REQUIREMENTS
Pull out each line of the material below that contains the string "snow", copying those lines verbatim.

GIVEN RECORDS
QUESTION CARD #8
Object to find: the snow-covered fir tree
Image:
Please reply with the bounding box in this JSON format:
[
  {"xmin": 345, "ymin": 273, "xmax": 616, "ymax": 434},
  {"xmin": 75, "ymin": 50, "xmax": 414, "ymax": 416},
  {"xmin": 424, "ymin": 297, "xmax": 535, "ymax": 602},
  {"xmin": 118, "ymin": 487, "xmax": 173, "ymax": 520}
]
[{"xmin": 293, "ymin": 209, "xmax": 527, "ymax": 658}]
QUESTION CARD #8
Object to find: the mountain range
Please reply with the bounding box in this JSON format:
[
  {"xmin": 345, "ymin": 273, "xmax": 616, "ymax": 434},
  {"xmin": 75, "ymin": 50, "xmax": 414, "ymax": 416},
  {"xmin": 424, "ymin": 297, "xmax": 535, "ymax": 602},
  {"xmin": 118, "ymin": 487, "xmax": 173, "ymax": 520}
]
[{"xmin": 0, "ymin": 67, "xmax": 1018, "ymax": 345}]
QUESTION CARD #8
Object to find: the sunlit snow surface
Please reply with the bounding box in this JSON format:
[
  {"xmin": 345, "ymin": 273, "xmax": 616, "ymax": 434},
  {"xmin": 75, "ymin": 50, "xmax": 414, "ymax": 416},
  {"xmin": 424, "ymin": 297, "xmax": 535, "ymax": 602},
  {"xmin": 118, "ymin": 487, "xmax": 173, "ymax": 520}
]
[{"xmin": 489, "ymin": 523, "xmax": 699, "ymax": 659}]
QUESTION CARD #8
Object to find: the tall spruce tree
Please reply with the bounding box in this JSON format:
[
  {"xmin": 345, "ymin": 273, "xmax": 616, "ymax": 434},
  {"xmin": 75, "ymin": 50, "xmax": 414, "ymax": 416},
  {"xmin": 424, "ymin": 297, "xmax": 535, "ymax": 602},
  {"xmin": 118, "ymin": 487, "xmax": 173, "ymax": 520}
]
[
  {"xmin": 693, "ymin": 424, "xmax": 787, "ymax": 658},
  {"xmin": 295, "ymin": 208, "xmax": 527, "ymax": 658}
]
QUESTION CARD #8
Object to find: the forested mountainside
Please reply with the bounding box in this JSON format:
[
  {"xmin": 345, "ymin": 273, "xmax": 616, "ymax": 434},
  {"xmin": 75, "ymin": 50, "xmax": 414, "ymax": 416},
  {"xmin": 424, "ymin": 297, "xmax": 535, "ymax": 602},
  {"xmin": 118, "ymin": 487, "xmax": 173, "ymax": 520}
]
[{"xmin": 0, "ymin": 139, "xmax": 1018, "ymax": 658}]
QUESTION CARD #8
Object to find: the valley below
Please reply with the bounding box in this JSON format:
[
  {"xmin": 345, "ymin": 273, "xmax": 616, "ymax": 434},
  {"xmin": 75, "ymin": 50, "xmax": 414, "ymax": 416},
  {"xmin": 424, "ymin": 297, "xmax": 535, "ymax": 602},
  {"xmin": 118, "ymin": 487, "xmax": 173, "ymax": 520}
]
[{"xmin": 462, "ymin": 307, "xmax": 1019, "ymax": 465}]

TASK RESULT
Object to find: the snow-covered fir tree
Object to find: the sunlit snow surface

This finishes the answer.